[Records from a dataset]

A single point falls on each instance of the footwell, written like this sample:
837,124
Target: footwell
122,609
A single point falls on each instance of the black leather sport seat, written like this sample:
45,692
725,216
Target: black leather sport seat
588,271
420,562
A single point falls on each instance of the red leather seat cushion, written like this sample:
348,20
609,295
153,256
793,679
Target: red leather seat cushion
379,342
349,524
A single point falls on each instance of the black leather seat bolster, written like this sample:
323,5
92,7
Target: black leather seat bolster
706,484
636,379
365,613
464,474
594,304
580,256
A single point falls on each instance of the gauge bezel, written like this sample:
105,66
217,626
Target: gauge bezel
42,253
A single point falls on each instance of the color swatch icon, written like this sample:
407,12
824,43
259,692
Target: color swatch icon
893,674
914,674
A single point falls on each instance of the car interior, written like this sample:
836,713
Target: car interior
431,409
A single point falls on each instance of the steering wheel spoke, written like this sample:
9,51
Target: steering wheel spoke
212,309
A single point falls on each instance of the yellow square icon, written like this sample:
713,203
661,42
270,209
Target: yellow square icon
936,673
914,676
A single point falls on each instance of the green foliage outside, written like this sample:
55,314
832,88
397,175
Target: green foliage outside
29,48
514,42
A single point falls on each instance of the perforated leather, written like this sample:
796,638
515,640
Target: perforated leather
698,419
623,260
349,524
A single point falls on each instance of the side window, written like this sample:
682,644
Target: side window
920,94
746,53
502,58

### [Instructions for the task]
Return all of the rows above without changing a single character.

### [Answer for this exercise]
A single point falls on each instance of the footwell, written like this sample:
837,124
Target: footwell
122,609
A single point falls on each instance of the black leather sport seat, written like this sample:
45,692
725,216
Target: black leather sport seat
588,271
420,562
A single point falls on each instance of the red leather seat cushion, written like this sample:
348,20
609,295
153,256
793,679
Target: red leather seat cushion
379,342
349,524
A single point falls on each instance of the black leather seat bolster, written like this sample:
323,5
92,7
Target: black leather seat bolster
706,484
636,379
365,613
464,474
594,304
580,256
A single point falls on each instance of the gauge bezel, written like this sample:
105,66
217,626
Target: gauge bezel
42,253
A single point falls on each instance of the color swatch icon, written like this sample:
407,12
824,43
259,692
Target: color swatch icon
893,674
914,674
A single point falls on each instance of the car interior, written like this sample:
836,713
Target: car interior
431,409
A single point falls on each instance of the steering wheel spoke, written like this sample:
9,51
Target: steering wheel spoke
212,309
A single point falls on each instance of the yellow square icon, written like this sample:
713,203
661,42
270,209
Target: yellow square icon
936,673
914,676
A single point falls on each instance of the green foliage outside, written like this sample:
55,314
832,88
397,175
Target: green foliage outside
29,48
514,42
A single point falls on each instance of the perforated leather, written like this sample:
796,638
515,640
Target: perforated leather
698,419
623,260
349,524
A single point falls on each instance of the side window, written like this sample:
682,644
Target: side window
920,94
746,53
502,58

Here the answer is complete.